* [Source passage]
===============
Mayor Rahm Emanuel’s two-year-old plan to close six of the city’s 12 mental health clinics came under withering attack Tuesday, with advocates accusing the mayor of throwing Chicago’s most vulnerable residents to the wolves.
Cut off from familiar therapists and forced to travel longer for treatment, thousands of patients fell through the cracks, sometimes tearful mental health advocates claimed.
Some desolved into depression or returned to past addictions. Others were arrested, turning Cook County Jail into, what Sheriff Tom Dart has called the “largest mental health hospital” where patients are “criminalized” instead of being given the care they desperately need.
On Tuesday, mental health advocates and their City Council allies aired their bill of particulars against Emanuel, first at a news conference, then at a public hearing that dragged on for hours.
===============
* [Work to complete]
**1.** What does the article on Chicago's mental health clinic closures say happened to patients after the clinics closed? List each outcome.
**2.** Can you write the next paragraphs of the article on Chicago's mental health clinic closures?
===============
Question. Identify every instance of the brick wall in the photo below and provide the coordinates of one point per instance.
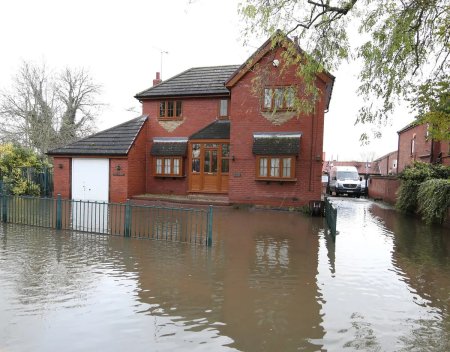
(137, 157)
(384, 188)
(197, 114)
(246, 118)
(62, 171)
(422, 146)
(118, 180)
(386, 164)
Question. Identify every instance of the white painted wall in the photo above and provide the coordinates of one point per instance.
(90, 182)
(90, 179)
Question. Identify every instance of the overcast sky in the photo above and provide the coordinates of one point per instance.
(120, 43)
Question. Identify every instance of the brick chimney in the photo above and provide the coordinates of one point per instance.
(157, 80)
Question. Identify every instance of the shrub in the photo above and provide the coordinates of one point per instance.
(12, 159)
(412, 177)
(434, 200)
(407, 196)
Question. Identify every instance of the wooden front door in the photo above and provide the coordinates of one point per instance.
(209, 166)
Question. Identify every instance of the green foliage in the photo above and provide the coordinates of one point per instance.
(407, 196)
(433, 200)
(403, 45)
(420, 172)
(423, 189)
(13, 159)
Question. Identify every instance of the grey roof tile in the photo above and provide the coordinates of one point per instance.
(116, 140)
(219, 129)
(276, 143)
(193, 82)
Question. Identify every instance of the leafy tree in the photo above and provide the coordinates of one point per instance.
(44, 111)
(433, 106)
(404, 44)
(13, 158)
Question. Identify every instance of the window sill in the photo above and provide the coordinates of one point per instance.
(276, 179)
(179, 118)
(170, 176)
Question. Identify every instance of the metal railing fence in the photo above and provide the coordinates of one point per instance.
(120, 219)
(331, 216)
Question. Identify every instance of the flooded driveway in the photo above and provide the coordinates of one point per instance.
(273, 281)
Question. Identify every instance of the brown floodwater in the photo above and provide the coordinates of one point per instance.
(273, 281)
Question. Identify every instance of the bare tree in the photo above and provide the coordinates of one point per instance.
(44, 110)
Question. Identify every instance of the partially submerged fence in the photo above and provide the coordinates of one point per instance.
(331, 216)
(121, 219)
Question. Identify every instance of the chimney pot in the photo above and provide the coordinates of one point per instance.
(157, 80)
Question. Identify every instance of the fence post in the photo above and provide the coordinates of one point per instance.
(4, 207)
(127, 224)
(58, 212)
(209, 227)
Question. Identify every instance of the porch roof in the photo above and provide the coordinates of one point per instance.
(169, 147)
(276, 143)
(219, 129)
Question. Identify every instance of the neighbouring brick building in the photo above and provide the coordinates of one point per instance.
(387, 164)
(224, 130)
(415, 144)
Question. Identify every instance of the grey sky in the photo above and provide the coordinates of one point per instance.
(120, 43)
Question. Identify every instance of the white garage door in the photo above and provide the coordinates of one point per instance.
(90, 182)
(90, 179)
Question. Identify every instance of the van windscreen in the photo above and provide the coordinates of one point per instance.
(347, 175)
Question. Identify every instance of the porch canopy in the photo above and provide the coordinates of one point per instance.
(169, 146)
(276, 143)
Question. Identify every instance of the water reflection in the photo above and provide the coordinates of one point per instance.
(274, 281)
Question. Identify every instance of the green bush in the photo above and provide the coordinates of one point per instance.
(12, 159)
(412, 178)
(407, 196)
(434, 200)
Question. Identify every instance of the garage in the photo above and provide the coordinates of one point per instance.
(90, 179)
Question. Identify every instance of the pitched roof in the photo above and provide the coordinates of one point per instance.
(169, 147)
(281, 39)
(409, 126)
(114, 141)
(219, 129)
(276, 143)
(193, 82)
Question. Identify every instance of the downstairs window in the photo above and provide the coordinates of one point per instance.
(168, 166)
(279, 168)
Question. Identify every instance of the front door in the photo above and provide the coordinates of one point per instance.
(208, 167)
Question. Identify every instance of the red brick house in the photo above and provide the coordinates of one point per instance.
(415, 144)
(387, 164)
(208, 130)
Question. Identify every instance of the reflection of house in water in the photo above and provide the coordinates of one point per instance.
(258, 281)
(421, 252)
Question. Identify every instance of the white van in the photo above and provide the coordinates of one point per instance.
(344, 180)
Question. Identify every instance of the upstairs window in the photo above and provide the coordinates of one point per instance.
(170, 109)
(279, 99)
(223, 108)
(279, 168)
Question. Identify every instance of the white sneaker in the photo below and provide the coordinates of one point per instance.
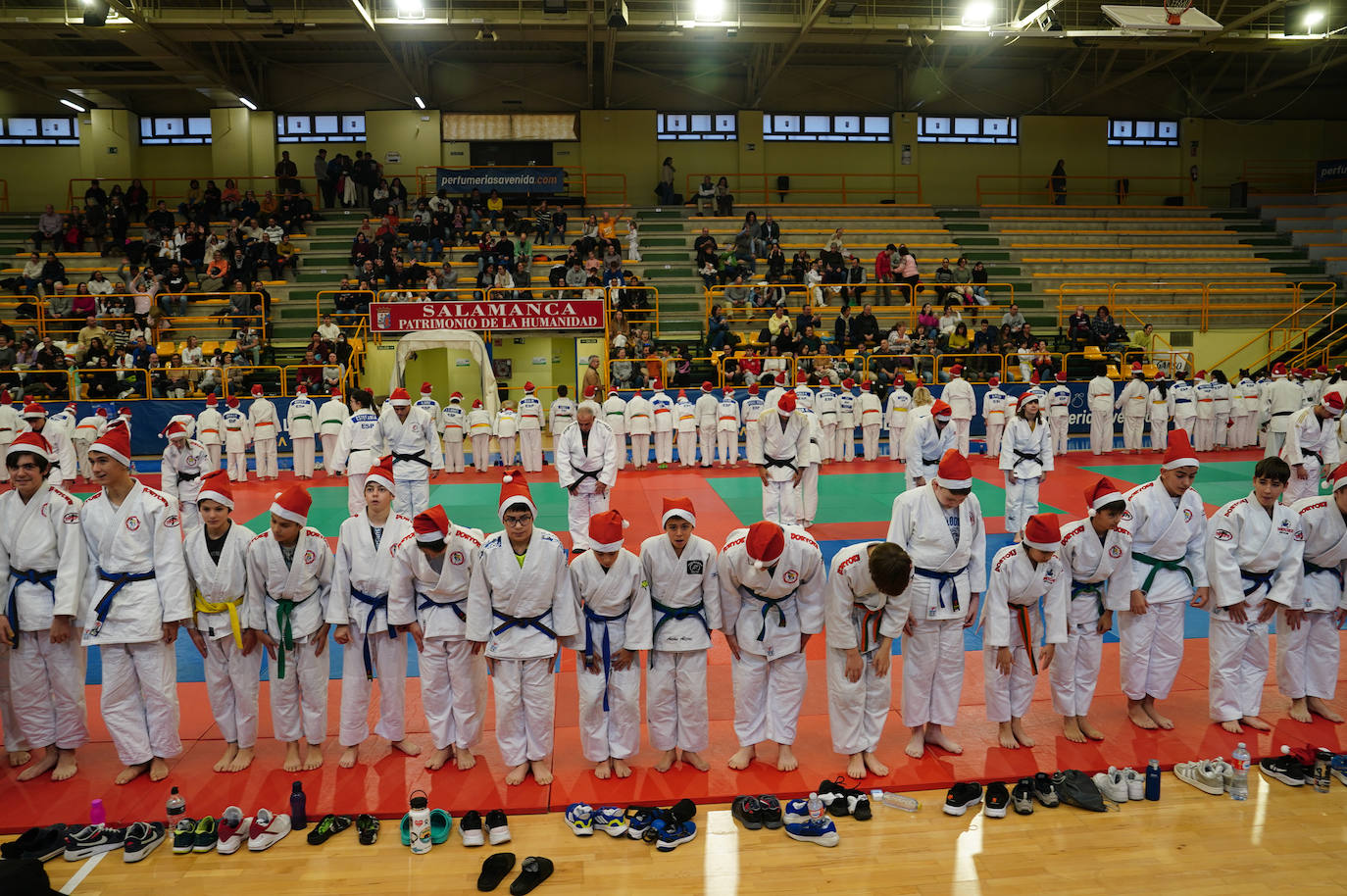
(1112, 784)
(1135, 783)
(267, 830)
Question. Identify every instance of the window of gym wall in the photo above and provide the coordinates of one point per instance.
(806, 126)
(697, 125)
(321, 128)
(964, 128)
(45, 131)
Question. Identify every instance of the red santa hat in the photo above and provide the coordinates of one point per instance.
(1178, 453)
(29, 443)
(606, 531)
(431, 525)
(1101, 493)
(764, 543)
(1043, 531)
(292, 504)
(681, 508)
(115, 443)
(215, 486)
(954, 471)
(515, 490)
(381, 473)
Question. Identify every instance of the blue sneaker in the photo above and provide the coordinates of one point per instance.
(611, 820)
(821, 831)
(579, 818)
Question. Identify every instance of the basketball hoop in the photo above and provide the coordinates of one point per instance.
(1174, 10)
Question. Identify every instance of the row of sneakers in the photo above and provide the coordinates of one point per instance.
(667, 828)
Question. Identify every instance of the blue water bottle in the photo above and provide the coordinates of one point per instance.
(1153, 780)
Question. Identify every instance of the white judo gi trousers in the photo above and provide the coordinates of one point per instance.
(389, 661)
(615, 732)
(857, 711)
(299, 701)
(1022, 500)
(531, 450)
(768, 695)
(1151, 650)
(453, 691)
(47, 691)
(264, 454)
(140, 700)
(232, 682)
(303, 456)
(1307, 658)
(1075, 666)
(524, 708)
(675, 701)
(932, 672)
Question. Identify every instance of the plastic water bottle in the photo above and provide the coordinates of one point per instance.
(895, 801)
(298, 806)
(1239, 781)
(420, 822)
(175, 809)
(1153, 780)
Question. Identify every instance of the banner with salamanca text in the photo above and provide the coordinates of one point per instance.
(494, 314)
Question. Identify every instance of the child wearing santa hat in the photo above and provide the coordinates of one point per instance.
(519, 604)
(613, 594)
(217, 571)
(290, 574)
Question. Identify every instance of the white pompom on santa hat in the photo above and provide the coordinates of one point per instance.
(605, 531)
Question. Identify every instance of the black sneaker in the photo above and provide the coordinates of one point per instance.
(962, 796)
(1285, 770)
(997, 799)
(1044, 790)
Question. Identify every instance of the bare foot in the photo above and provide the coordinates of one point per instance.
(1138, 716)
(873, 763)
(40, 767)
(223, 763)
(935, 736)
(856, 767)
(695, 760)
(1319, 708)
(243, 760)
(1072, 729)
(1087, 729)
(464, 759)
(292, 762)
(130, 772)
(741, 759)
(314, 758)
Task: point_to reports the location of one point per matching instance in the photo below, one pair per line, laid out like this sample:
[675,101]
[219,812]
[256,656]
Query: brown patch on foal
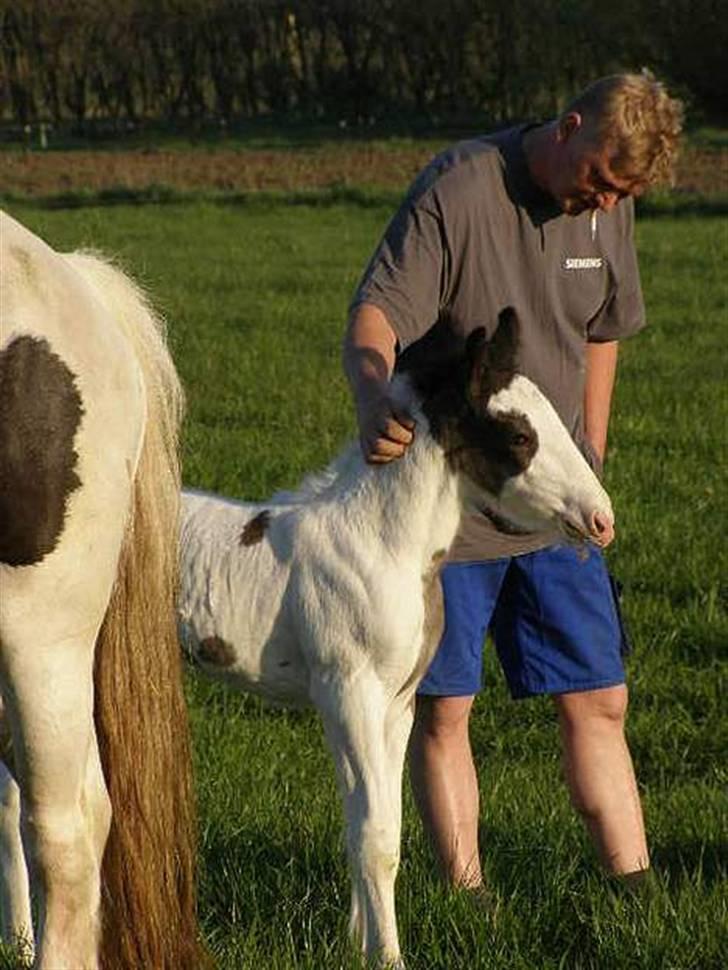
===============
* [Answers provided]
**1.**
- They were cut off from familiar therapists.
- They were forced to travel longer for treatment.
- Thousands fell through the cracks.
- Some sank into depression.
- Some returned to past addictions.
- Others were arrested.

**2.**
Ald. Bob Fioretti (2nd), who is mulling a campaign for mayor against Emanuel, reiterated his apology for the vote he cast in favor of the mayor’s first budget, balanced, in part, with the clinic closings.
“It was probably the worst vote I ever made. We were told certain information. And if we would have had other information, that vote would never have happened — by many of us, if not everyone in the City Council,” Fioretti said.
“Do we want a City Hall that closes its back on clinics and public schools and turns its back on Chicagoans most in need? Or do we want a City Hall that stands up for the needs of all citizens, especially those who don’t have much money and… need the extra support.”
Ald. Roderick Sawyer (6th) added, “We were told when we voted on this that no one would be left behind. That obviously was not the case. For that, I am truly sorry. We let you down. But an old friend once told me, `When you make mistakes, that’s why they put erasers on pencils.’ You can change mistakes. You can make it right.”
N’Dana Carter, a spokeswoman for the Mental Health Movement, branded Health Commissioner Dr. Bechara Choucair a “liar” for claiming that the city is providing more mental health care with six clinics than it ever did with twelve.
“Never trust numbers that don’t put faces to it and change every other week,” Carter said.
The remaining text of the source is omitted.